:: What to do ::
Go over the records and copy every line with the string "window".

Segment Start: Exercise inputs

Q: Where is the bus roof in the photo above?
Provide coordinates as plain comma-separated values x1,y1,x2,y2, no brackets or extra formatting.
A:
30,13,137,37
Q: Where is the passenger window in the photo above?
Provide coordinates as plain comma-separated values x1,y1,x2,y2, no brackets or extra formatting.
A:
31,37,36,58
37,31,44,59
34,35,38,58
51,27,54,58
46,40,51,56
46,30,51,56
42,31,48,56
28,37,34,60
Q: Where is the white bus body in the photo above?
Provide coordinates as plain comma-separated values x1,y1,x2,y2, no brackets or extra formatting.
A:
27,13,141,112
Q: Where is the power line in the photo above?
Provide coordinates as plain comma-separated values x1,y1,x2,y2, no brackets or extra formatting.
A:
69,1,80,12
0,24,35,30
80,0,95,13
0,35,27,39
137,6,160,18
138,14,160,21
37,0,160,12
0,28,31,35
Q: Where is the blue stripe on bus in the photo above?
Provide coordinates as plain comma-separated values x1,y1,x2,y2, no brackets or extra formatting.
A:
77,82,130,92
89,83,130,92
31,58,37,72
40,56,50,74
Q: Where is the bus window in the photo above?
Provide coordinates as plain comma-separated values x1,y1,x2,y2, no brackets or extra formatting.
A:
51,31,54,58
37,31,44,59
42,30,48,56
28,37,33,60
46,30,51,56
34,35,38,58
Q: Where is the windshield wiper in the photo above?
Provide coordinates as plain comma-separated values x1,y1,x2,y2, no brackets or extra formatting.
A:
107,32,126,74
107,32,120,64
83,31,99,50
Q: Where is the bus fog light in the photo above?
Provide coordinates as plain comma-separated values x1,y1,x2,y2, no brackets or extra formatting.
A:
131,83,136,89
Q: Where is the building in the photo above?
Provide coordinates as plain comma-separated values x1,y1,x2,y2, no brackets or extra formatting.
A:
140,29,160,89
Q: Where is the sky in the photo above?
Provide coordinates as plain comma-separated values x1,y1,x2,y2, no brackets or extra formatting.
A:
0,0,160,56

Segment End: Exercise inputs

:: Task response ::
Q: Where is the passenger window in the photo above?
Q: Where is the bus window in the photo above?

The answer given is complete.